Given problem - Return every line below that contains the word "white".
# # #
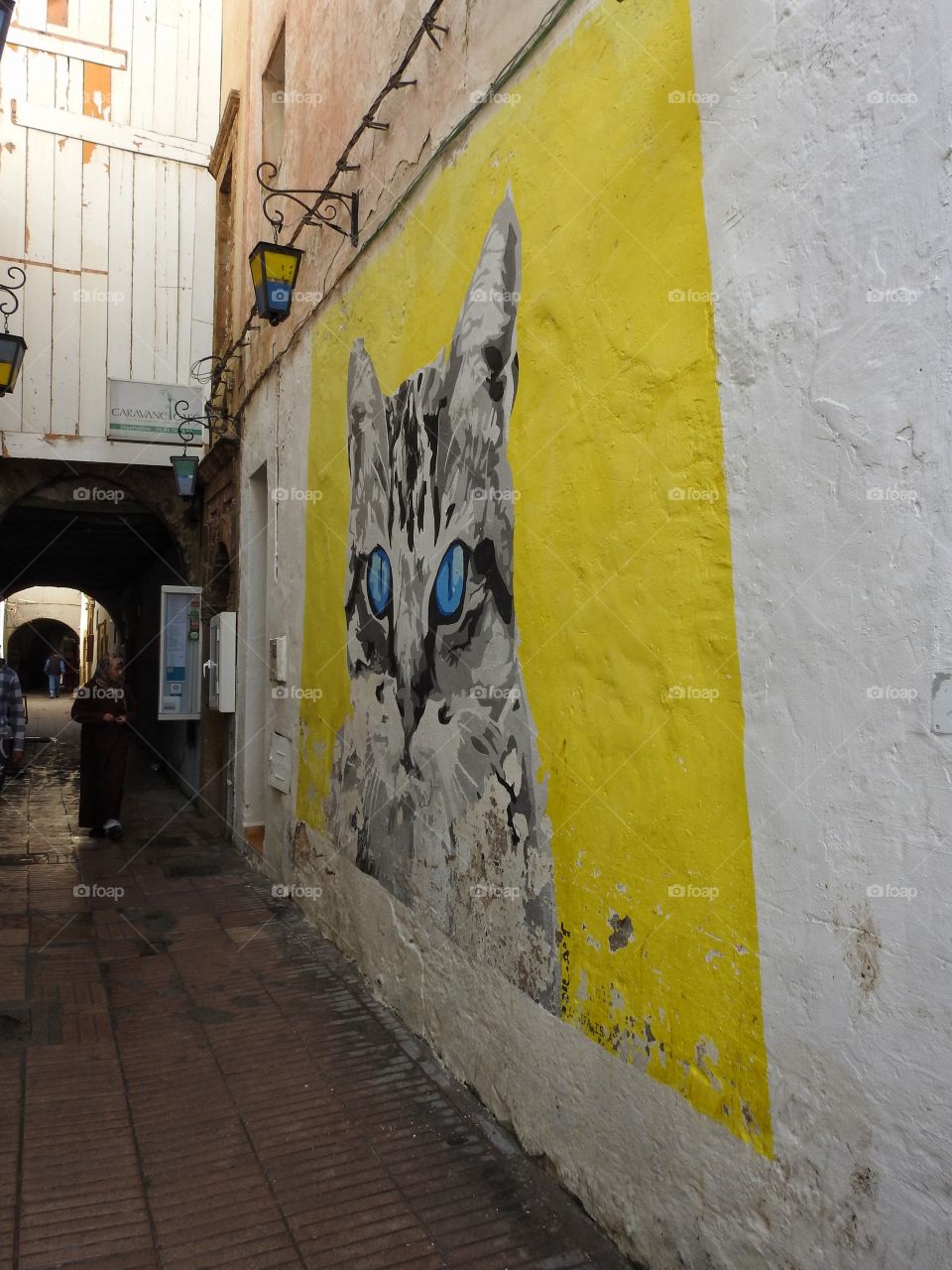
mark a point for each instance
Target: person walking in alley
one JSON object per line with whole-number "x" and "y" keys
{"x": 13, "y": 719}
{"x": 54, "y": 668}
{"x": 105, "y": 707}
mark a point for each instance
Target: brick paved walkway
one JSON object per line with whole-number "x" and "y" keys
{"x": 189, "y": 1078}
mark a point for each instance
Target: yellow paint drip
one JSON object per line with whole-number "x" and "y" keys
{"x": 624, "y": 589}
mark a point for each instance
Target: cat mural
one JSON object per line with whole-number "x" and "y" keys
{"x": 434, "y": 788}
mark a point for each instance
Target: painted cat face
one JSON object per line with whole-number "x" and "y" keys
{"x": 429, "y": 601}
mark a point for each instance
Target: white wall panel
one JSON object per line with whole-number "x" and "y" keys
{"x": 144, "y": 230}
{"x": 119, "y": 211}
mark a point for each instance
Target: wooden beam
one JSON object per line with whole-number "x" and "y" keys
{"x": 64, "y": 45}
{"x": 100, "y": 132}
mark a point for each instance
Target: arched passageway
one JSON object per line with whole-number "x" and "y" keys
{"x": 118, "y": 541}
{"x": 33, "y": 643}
# # #
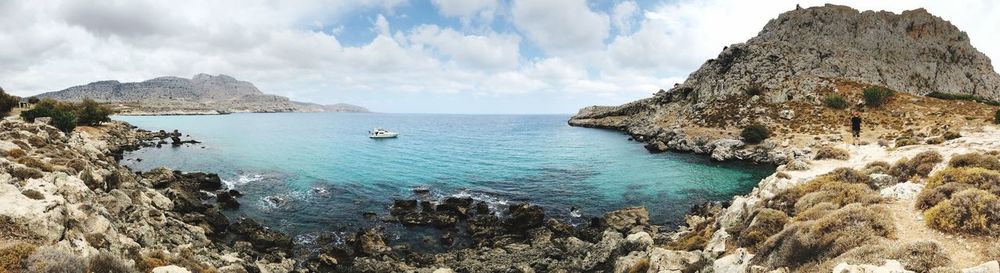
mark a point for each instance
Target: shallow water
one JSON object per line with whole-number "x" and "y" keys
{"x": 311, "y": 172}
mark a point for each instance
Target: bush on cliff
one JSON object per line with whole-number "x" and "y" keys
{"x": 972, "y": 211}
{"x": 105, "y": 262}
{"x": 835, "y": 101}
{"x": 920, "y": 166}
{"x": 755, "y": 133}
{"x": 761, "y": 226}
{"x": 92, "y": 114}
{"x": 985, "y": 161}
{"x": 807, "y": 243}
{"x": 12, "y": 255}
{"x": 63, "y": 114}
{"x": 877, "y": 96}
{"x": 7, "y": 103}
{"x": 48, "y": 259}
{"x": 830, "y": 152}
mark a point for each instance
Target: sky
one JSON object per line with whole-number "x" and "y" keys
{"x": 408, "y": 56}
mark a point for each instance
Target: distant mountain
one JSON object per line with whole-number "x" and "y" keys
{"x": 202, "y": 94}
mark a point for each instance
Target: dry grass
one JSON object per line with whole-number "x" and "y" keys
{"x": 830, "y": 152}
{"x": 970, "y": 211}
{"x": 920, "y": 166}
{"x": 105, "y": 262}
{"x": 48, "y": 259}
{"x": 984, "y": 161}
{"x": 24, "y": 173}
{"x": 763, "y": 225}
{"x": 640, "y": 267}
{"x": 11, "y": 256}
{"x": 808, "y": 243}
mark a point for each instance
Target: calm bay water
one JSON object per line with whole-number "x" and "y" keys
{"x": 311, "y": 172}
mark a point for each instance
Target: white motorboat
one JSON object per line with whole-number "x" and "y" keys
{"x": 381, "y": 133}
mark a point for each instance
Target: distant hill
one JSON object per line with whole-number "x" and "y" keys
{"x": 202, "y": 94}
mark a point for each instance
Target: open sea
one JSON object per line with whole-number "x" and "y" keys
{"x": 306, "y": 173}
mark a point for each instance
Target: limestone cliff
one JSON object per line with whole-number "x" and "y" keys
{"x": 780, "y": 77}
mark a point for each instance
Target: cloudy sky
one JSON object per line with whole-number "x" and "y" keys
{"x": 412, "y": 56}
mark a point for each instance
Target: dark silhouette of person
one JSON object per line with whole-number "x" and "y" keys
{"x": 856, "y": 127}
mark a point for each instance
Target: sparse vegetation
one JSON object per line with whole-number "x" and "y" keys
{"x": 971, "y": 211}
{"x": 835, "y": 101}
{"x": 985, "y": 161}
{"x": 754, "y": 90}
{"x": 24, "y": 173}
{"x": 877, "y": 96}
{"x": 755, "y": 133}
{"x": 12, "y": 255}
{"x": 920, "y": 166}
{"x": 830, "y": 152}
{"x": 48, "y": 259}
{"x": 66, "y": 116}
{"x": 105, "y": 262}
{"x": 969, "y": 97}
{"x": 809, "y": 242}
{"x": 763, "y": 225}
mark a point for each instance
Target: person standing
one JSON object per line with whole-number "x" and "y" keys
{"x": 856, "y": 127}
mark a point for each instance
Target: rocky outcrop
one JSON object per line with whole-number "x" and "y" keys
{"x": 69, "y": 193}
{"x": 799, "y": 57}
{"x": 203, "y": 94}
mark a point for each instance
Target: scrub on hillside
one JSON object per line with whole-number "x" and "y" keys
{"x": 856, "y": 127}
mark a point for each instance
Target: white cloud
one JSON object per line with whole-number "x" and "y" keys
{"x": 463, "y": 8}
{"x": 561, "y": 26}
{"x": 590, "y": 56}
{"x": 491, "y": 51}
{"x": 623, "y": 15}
# # #
The solution -
Target: white wall panel
Target: white motorboat
Target: white cloud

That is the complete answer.